◆ **Excerpt provided**:
# Data Generation
We assume the generator is composed of $k$ parts, each of which is generated by a diffeomorphic function $g_i:[0,1]^l \mapsto \mathbb{R}^m$. The final observation is simply the stacking of the individual parts, i.e., $g:[0,1)^{k\times l} \mapsto \mathbb{R}^{k\times m}$ with $g({\bf z}_1,{\bf z}_2,{\bf z}_3)=[g_1({\bf z}_1), g_2({\bf z}_2), g_3({\bf z}_3)]$.

We consider two different sampling strategies from the latent space:

1. **Random**: Sample uniformly from the full latent distribution $[0,1)^{k \times l}$.
2. **Diagonal**: Sample $\bf v$ uniformly from $[0,1)^l$ and then generate samples according to $g({\bf v},{\bf v},{\bf v})$.

We follow [1,2,3] and design the mixing function as an MLP with
- 2 layers (hidden layer dimension $D$)
- leaky ReLU (with 0.2 negative slope) to ensure invertability
- $L_2$-normalized weight matrices with minimum condition number of 7500 uniformely distributed samples
- same number of units in all layers?
- what about bias?

---
- [1]: A. Hyvarinen and H. Morioka, “Nonlinear ICA of Temporally Dependent Stationary Sources,” in Proceedings of the 20th International Conference on Artificial Intelligence and Statistics, Apr. 2017, pp. 460–469. Accessed: Jul. 06, 2022. [Online]. Available: https://proceedings.mlr.press/v54/hyvarinen17a.html
- [2] A. Hyvarinen and H. Morioka, “Unsupervised Feature Extraction by Time-Contrastive Learning and Nonlinear ICA,” in Advances in Neural Information Processing Systems, 2016, vol. 29. Accessed: Jul. 06, 2022. [Online]. Available: https://proceedings.neurips.cc/paper/2016/hash/d305281faf947ca7acade9ad5c8c818c-Abstract.html
- [3] J. Brady et al., "Provably Learning Object-Centric Representations"

In [72]:
import math
import torch
import torch.nn as nn

torch.manual_seed(0)

def get_generators(k: int, l: int, m: int, D: int=50) -> list[torch.nn.Module]:
    return [build_generator(l, m, D) for _ in range(k)]


@torch.no_grad()

◆ **Data**:

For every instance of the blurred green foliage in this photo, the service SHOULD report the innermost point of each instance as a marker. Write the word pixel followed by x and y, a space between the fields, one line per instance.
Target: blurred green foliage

◆ **Tasks to perform**:
1 > Answer these questions about the data generation notebook, one per line:
(a) What negative slope does the leaky ReLU use?
(b) Under the diagonal strategy, how is each sample generated?
(c) What default value does get_generators give D?
2 > Continue the data generation notebook from where it stops.

◆ **Set of answers**:
1 >
(a) 0.2
(b) A vector v is sampled uniformly from [0,1)^l, and the sample is g(v, v, v).
(c) 50

2 >
def get_regression_targets(n:int, k: int, l: int, generators: list[torch.nn.Module], sample_mode: str='random') -> tuple[torch.Tensor, torch.Tensor]:
    if sample_mode == 'random':
        z = torch.rand(n, k, l)
    elif sample_mode == 'diagonal':
        z = torch.repeat_interleave(torch.rand(n, l), k, dim=0)
        z = torch.reshape(z, (n, k, l))
    
    x = [torch.stack([generators[j](z[i][j]) for j in range(k)]) for i in range(n)]
    x = torch.stack(x)

    return z, x


def build_generator(l: int, m: int, D: int, slope: float=0.2) -> nn.Sequential:
    g = nn.Sequential(
        nn.Linear(l, D),
        nn.LeakyReLU(slope),
        nn.Linear(D, m),
        nn.LeakyReLU(slope)
    )
    g.apply(init_min_cond)
    return g


# class Generator(torch.nn.Module):
#     def __init__(self, l: int, m: int, D: int):
#         super(Generator, self).__init__()
#         self.fc1 = nn.Linear(l, D)
#         self.relu1 = nn.LeakyReLU(0.2)
#         self.fc2 = nn.Linear(D, m)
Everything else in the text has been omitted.